[Bounding box annotation entries]
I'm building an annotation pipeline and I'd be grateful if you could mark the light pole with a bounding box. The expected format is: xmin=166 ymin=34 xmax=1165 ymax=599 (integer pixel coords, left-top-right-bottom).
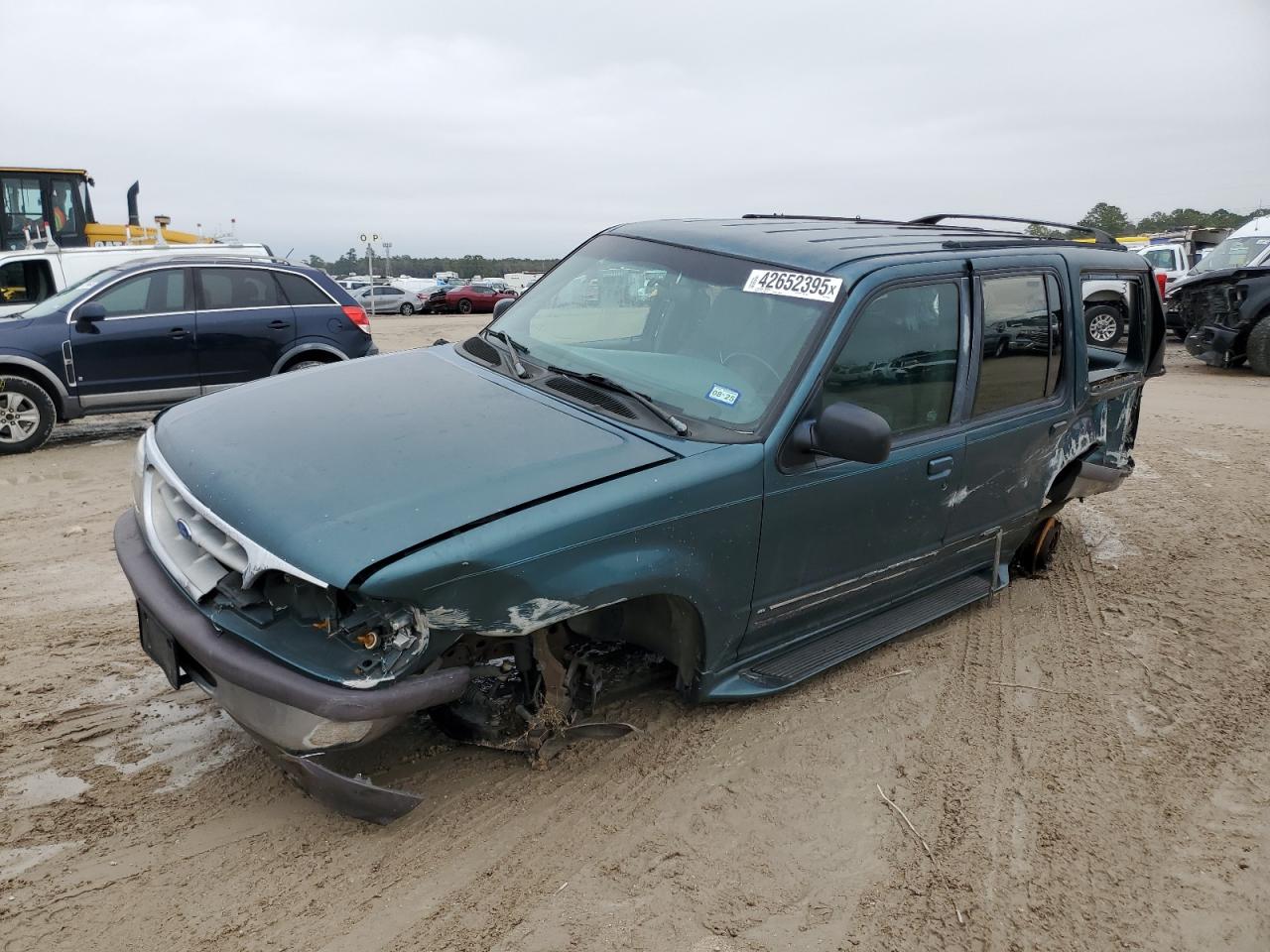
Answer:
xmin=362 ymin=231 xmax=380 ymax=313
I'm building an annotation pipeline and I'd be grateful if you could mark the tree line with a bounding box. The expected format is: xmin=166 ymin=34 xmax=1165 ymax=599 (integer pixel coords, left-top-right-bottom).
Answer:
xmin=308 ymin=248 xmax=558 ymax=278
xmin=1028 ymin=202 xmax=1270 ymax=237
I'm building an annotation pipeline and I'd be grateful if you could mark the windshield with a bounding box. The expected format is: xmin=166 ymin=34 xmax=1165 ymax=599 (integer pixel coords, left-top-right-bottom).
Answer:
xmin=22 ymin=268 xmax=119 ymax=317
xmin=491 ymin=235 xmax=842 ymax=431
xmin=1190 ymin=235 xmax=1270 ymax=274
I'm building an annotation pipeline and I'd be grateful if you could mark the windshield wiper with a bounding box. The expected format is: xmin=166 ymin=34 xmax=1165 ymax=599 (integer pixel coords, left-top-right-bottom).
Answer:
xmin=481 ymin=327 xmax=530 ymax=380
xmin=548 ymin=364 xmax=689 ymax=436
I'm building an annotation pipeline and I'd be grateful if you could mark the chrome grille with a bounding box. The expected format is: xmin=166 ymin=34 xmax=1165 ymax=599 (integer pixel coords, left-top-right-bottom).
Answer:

## Exercise prompt
Copy every one of the records above word for word, leaving out the pictures.

## Result
I'm building an annotation pipeline and I'd be grateful if you could mark the light pole with a bounding box. The expected format is: xmin=166 ymin=34 xmax=1165 ymax=599 (integer pixel coords, left-top-right-bottom).
Answer:
xmin=362 ymin=231 xmax=380 ymax=313
I'm building an annotation pipeline and I'd be grateful if you could mark the tree line with a bounding box. The expected format is: xmin=166 ymin=34 xmax=1165 ymax=599 (integer pixel coords, left-top-right-bottom).
Answer:
xmin=308 ymin=248 xmax=558 ymax=278
xmin=1028 ymin=202 xmax=1270 ymax=237
I'm building an annotation pipeline and I'd be grateful if you could mark the windshield with a bounding box. The expected format is: xmin=166 ymin=34 xmax=1165 ymax=599 (integer pixel coords, left-top-right-bottom).
Answer:
xmin=22 ymin=268 xmax=119 ymax=317
xmin=491 ymin=235 xmax=842 ymax=431
xmin=1190 ymin=235 xmax=1270 ymax=274
I'm building an annotation pipeline and I'd be grateful if you could mark the windshield wiper with a bounding box. The expected format is: xmin=166 ymin=34 xmax=1165 ymax=599 (integer pixel coords, left-top-right-bottom).
Answer:
xmin=481 ymin=327 xmax=530 ymax=380
xmin=548 ymin=364 xmax=689 ymax=436
I'm building an annotation pipeline and I'd be grateful if you could mark the chrome grille with a bounding box. The expected format is: xmin=166 ymin=34 xmax=1165 ymax=599 (integer pixel coords, left-top-right-bottom).
Answer:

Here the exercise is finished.